# start of READING TEXT

A federal statute provides that a State may treat as community property, and divide at divorce, a military veteran’s retirement pay. See
10 U. S. C. §1408(c)(1). The statute, however, exempts from this grant of permission any amount that the Government deducts “as a result of a waiver” that the veteran must make “in order to receive” disability benefits. §1408(a)(4)(B). We have held that a State cannot treat as community property, and divide at divorce, this portion (the waived portion) of the veteran’s retirement pay. See Mansell v. Mansell,
490 U. S. 581, 594–595 (1989).
In this case a State treated as community property and awarded to a veteran’s spouse upon divorce a portion of the veteran’s total retirement pay. Long after the divorce, the veteran waived a share of the retirement pay in order to receive nontaxable disability benefits from the Federal Government instead. Can the State subsequently increase, pro rata, the amount the divorced spouse receives each month from the veteran’s retirement pay in order to indemnify the divorced spouse for the loss caused by the veteran’s waiver? The question is complicated, but the answer is not. Our cases and the statute make clear that the answer to the indemnification question is “no.”

# end of READING TEXT
# start of PROVIDED MATERIAL

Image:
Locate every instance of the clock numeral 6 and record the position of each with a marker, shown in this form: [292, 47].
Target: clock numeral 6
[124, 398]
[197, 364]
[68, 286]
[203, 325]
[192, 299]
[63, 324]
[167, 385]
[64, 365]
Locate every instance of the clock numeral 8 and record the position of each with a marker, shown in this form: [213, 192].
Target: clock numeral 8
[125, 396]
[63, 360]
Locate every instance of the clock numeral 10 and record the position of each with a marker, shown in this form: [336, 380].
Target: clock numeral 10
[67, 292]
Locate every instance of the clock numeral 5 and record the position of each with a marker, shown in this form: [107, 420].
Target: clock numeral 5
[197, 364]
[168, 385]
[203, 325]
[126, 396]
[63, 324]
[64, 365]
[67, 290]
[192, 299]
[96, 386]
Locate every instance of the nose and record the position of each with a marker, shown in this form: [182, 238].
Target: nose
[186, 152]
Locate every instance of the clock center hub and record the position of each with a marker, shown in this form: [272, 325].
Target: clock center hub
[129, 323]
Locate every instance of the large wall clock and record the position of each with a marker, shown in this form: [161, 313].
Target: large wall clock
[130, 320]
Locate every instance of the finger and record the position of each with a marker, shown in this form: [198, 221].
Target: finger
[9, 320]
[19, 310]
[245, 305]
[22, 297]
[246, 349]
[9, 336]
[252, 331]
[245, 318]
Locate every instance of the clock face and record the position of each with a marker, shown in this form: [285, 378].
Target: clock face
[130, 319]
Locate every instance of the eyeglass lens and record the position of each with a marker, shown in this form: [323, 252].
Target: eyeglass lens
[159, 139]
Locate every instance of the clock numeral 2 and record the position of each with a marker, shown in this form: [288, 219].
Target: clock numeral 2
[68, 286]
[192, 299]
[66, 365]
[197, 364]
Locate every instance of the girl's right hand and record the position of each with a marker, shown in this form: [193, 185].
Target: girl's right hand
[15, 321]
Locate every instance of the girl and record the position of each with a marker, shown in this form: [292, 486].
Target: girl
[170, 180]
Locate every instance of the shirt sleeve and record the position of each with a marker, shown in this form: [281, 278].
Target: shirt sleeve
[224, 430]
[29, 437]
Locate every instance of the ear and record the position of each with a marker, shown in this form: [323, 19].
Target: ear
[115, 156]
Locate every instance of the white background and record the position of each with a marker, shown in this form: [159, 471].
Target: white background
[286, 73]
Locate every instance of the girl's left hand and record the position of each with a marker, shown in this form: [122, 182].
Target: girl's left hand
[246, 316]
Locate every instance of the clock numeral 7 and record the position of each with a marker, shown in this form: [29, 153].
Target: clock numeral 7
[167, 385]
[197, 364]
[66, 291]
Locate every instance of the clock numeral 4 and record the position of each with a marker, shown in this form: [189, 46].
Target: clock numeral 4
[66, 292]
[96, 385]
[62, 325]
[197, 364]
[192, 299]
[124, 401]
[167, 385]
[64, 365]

# end of PROVIDED MATERIAL

**WHAT YOU HAVE TO DO:**
Can you reproduce, word for word, the entire passage on dividing a veteran's retirement pay at divorce? These lines come from a different source than the passage on veterans' retirement pay.

**SOLUTION TO THIS PROBLEM:**
A federal statute provides that a State may treat as community property, and divide at divorce, a military veteran’s retirement pay. See
10 U. S. C. §1408(c)(1). The statute, however, exempts from this grant of permission any amount that the Government deducts “as a result of a waiver” that the veteran must make “in order to receive” disability benefits. §1408(a)(4)(B). We have held that a State cannot treat as community property, and divide at divorce, this portion (the waived portion) of the veteran’s retirement pay. See Mansell v. Mansell,
490 U. S. 581, 594–595 (1989).
In this case a State treated as community property and awarded to a veteran’s spouse upon divorce a portion of the veteran’s total retirement pay. Long after the divorce, the veteran waived a share of the retirement pay in order to receive nontaxable disability benefits from the Federal Government instead. Can the State subsequently increase, pro rata, the amount the divorced spouse receives each month from the veteran’s retirement pay in order to indemnify the divorced spouse for the loss caused by the veteran’s waiver? The question is complicated, but the answer is not. Our cases and the statute make clear that the answer to the indemnification question is “no.”